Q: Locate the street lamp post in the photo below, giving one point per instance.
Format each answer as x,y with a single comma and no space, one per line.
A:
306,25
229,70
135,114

::::::::::

Exercise goal:
When copying the data above, keep every line exactly as written.

Answer to this problem:
Q: Locate the street lamp post in the photo below, giving one point per instance.
Format each answer as x,y with a single comma and no space, one per line.
A:
306,25
229,70
135,114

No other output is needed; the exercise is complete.